AIM:
Can you quote verbatim everything in the records below, from the line containing "Tag every instance of the traditional" down to the last line of the records?

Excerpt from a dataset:
+--
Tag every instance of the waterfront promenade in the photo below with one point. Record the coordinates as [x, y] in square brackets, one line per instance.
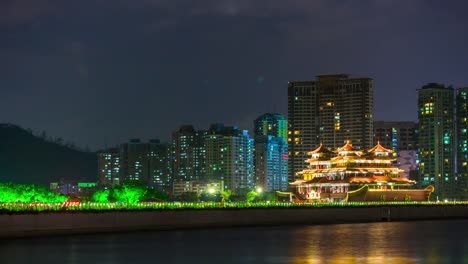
[27, 224]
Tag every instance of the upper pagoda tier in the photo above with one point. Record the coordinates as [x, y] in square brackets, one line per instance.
[348, 149]
[378, 149]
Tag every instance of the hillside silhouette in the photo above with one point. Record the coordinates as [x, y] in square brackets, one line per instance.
[28, 158]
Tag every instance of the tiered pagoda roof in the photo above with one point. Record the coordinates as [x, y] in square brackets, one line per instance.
[348, 147]
[360, 180]
[379, 148]
[320, 150]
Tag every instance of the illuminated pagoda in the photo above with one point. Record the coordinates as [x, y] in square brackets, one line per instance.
[352, 174]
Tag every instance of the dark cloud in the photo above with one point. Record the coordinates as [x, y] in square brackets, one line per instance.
[102, 71]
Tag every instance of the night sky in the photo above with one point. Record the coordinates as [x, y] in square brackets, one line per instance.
[99, 72]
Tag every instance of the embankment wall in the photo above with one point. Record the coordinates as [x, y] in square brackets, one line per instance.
[58, 223]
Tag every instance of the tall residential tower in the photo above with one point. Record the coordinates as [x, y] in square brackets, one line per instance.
[331, 110]
[271, 152]
[436, 138]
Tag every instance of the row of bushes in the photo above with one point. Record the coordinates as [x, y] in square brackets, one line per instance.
[91, 206]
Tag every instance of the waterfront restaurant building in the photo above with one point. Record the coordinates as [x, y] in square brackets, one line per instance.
[332, 174]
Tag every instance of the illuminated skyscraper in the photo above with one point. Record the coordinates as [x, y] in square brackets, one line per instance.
[184, 152]
[462, 136]
[159, 165]
[436, 138]
[188, 151]
[109, 167]
[229, 157]
[400, 135]
[149, 163]
[271, 165]
[332, 109]
[133, 157]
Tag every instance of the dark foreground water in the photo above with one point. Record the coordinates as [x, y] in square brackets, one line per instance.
[402, 242]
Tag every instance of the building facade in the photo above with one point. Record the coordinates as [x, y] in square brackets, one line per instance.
[109, 167]
[147, 162]
[331, 109]
[436, 138]
[462, 137]
[229, 157]
[399, 135]
[199, 187]
[271, 150]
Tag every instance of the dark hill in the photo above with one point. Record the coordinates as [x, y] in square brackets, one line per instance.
[26, 158]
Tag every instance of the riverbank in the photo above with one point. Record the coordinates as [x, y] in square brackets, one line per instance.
[60, 223]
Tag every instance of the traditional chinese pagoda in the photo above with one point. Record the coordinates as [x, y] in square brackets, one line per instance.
[355, 175]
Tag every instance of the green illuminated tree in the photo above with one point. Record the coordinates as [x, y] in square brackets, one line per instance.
[28, 193]
[251, 196]
[101, 196]
[226, 195]
[153, 194]
[130, 192]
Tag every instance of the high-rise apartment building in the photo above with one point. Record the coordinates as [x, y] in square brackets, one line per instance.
[109, 167]
[184, 146]
[133, 156]
[331, 109]
[149, 163]
[229, 157]
[399, 135]
[271, 149]
[436, 138]
[159, 165]
[462, 136]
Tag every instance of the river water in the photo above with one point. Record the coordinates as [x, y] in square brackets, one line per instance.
[385, 242]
+--
EXERCISE SOLUTION:
Tag every instance of the traditional chinese pagoda in the photo above with one point. Record the coordinates as [x, y] in square brackets, one line per instance.
[355, 175]
Tag every instance of the green illuminated tree in the photo above with one point. Record the coordinates as [x, y] in square brackets, one line per instance.
[28, 193]
[251, 196]
[101, 196]
[226, 195]
[153, 194]
[130, 192]
Tag every instance of the high-rise apartment building in the photo above with one point. Record the coordinates as [x, y] in square brackets, one line per instance.
[109, 167]
[184, 146]
[133, 156]
[331, 109]
[149, 163]
[229, 157]
[399, 135]
[271, 149]
[436, 138]
[159, 165]
[462, 136]
Tag every instance of the river water in the photo above with one point. Record the coordinates as [x, y] in square brackets, one line per instance.
[385, 242]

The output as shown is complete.